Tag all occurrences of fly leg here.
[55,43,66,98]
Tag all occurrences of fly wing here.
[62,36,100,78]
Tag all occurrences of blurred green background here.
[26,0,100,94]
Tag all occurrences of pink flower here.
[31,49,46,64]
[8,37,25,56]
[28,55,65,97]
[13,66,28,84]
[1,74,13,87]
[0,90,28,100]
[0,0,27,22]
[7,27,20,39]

---

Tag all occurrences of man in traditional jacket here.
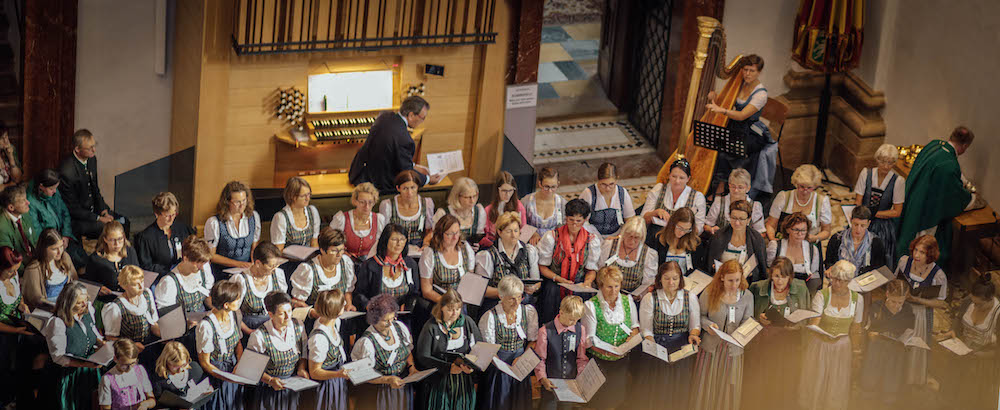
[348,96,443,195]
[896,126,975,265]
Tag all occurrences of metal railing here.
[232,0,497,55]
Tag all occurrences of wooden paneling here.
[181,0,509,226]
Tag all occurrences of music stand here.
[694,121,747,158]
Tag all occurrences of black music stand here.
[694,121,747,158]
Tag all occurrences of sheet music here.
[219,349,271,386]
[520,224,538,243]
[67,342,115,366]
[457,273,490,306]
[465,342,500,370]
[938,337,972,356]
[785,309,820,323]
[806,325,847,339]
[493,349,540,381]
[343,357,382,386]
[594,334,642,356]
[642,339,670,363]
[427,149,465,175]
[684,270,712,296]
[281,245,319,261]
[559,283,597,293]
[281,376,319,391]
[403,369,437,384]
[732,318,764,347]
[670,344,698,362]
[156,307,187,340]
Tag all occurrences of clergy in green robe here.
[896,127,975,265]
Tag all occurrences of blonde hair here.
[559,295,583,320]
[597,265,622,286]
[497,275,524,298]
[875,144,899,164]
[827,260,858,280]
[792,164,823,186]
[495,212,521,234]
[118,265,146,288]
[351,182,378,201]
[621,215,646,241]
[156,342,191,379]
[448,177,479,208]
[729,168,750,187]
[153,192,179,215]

### [Exercise requirements]
Pick out every line of the records above that contains the word "stand", and copy each one unchanged.

### [Response to the exercise]
Tag all occurrences of music stand here.
Tag all occurrences of black music stand here.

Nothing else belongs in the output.